## Required work
Identify each line in the rows below that contains the word "Please" and copy those lines. Case counts.

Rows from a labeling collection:
##############################
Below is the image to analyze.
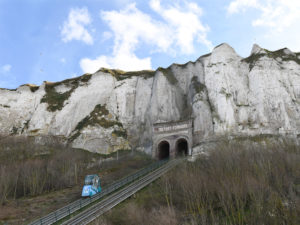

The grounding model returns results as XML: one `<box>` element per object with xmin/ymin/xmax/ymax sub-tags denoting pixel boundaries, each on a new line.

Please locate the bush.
<box><xmin>100</xmin><ymin>142</ymin><xmax>300</xmax><ymax>225</ymax></box>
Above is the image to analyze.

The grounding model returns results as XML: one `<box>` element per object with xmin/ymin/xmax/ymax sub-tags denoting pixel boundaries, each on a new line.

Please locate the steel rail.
<box><xmin>62</xmin><ymin>159</ymin><xmax>181</xmax><ymax>225</ymax></box>
<box><xmin>30</xmin><ymin>161</ymin><xmax>168</xmax><ymax>225</ymax></box>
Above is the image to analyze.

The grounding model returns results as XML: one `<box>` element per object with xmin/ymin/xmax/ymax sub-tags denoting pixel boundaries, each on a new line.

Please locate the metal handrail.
<box><xmin>30</xmin><ymin>160</ymin><xmax>168</xmax><ymax>225</ymax></box>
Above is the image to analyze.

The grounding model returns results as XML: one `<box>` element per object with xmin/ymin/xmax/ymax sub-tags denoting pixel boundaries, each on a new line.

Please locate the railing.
<box><xmin>30</xmin><ymin>160</ymin><xmax>168</xmax><ymax>225</ymax></box>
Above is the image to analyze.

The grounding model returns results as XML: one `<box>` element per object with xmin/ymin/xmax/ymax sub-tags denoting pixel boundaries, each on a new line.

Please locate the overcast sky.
<box><xmin>0</xmin><ymin>0</ymin><xmax>300</xmax><ymax>88</ymax></box>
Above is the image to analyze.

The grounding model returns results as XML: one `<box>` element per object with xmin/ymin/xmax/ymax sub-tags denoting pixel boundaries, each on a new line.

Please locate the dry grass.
<box><xmin>0</xmin><ymin>134</ymin><xmax>152</xmax><ymax>224</ymax></box>
<box><xmin>99</xmin><ymin>143</ymin><xmax>300</xmax><ymax>225</ymax></box>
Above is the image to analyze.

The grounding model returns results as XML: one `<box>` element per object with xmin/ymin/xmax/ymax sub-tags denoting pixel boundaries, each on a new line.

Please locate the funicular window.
<box><xmin>84</xmin><ymin>175</ymin><xmax>94</xmax><ymax>185</ymax></box>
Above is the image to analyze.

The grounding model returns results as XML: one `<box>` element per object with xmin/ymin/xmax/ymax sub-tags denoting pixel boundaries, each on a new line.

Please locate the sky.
<box><xmin>0</xmin><ymin>0</ymin><xmax>300</xmax><ymax>89</ymax></box>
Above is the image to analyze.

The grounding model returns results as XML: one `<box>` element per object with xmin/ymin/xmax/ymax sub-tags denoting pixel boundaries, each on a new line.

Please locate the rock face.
<box><xmin>0</xmin><ymin>44</ymin><xmax>300</xmax><ymax>153</ymax></box>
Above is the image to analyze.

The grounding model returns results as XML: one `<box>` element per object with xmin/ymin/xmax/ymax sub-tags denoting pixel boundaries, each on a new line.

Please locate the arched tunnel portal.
<box><xmin>176</xmin><ymin>138</ymin><xmax>189</xmax><ymax>156</ymax></box>
<box><xmin>158</xmin><ymin>141</ymin><xmax>170</xmax><ymax>160</ymax></box>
##############################
## Expected answer
Please locate the bush.
Please locate the steel rail.
Please locate the metal handrail.
Please locate the railing.
Please locate the overcast sky.
Please locate the dry grass.
Please locate the funicular window.
Please locate the sky.
Please locate the rock face.
Please locate the arched tunnel portal.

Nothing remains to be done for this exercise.